= Set exercise 1 =
Copy the passage on Goldman Sachs trading word for word, starting at "That was before" and ending at "try to reverse?".

= Text segment =
_ _ _ _

As Lloyd Blankfein fights against whispers that he will step down as Goldman Sachs CEO later this year, questions about the firm’s strategy are increasing.
Goldman Sachs’ fourth quarter earnings call on 17 January was a chest-baring attempt to convince analysts it was about to turnaround its flagging FICC trading business. “Low volatility, low activity” was the official explanation for the lacklustre results, which saw institutional client revenues hit a record annual low of $11.9 billion, about half the amount earned in 2010.
That was before the burst of market volatility in early February, when the VIX index returned to levels not seen since 2011. Meanwhile, commodities, a mainstay of Goldman’s FICC business, are increasing in price, which may prompt more trading. Goldman’s first quarter earnings are still over five weeks away, but might a recovery be on the cards?
Risky Finance has gone through seven years of Goldman risk filings to explore what has changed in the bank’s trading business. How much potential is there for mean reversion (as volatility indicates) and how much change is due to secular trends that the bank couldn’t or shouldn’t try to reverse?
Firstly, we incorporated the trading histograms published by Goldman in its annual 10-K filings. These show the number of days where net trading revenues fell within various ranges. In the chart below, click on the year buttons to see how this frequency distribution changed over time since 2010.
The most striking aspect – noted by Bloomberg last week – was the dearth of trading days on which Goldman earned more than $100 million. Between 2010 and 2016, the firm averaged 40 such days per year. In 2017 it only achieved four of them.

_ _ _ _

= Stored data =
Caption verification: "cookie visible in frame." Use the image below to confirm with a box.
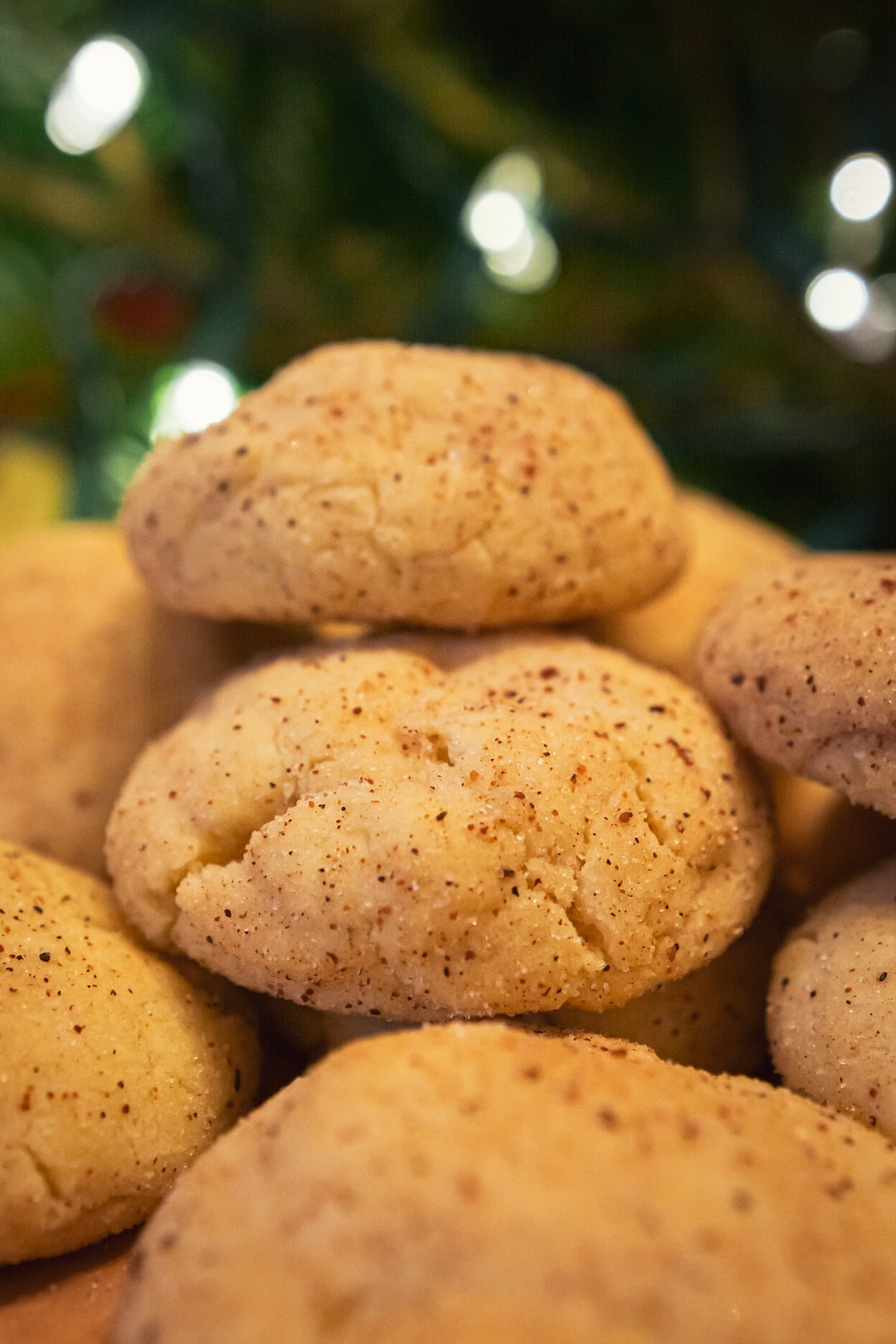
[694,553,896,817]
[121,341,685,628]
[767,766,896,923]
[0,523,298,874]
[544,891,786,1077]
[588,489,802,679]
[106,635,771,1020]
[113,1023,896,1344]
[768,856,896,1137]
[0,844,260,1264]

_ _ _ _

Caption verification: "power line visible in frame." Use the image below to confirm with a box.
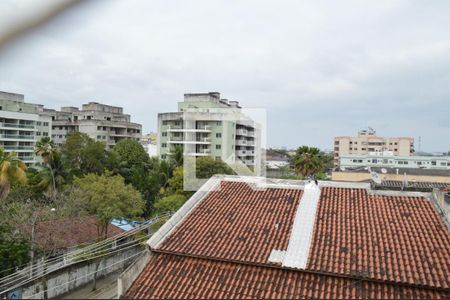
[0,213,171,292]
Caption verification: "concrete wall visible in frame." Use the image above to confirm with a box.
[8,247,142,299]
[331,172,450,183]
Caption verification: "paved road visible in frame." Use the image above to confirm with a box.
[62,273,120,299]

_ _ _ _

= Set exercise 2 =
Present the lines of the records starting at the line that contains "road visible in" and ending at the line that contains "[62,273,120,299]" as a Markdown table with the columns Row and Line, numbering each row and omitting blank lines.

= Expected output 1 =
That was before the burst of market volatility in early February, when the VIX index returned to levels not seen since 2011. Meanwhile, commodities, a mainstay of Goldman’s FICC business, are increasing in price, which may prompt more trading. Goldman’s first quarter earnings are still over five weeks away, but might a recovery be on the cards?
Risky Finance has gone through seven years of Goldman risk filings to explore what has changed in the bank’s trading business. How much potential is there for mean reversion (as volatility indicates) and how much change is due to secular trends that the bank couldn’t or shouldn’t try to reverse?

= Expected output 2 =
| Row | Line |
|---|---|
| 1 | Caption verification: "paved road visible in frame." Use the image above to confirm with a box. |
| 2 | [62,273,120,299] |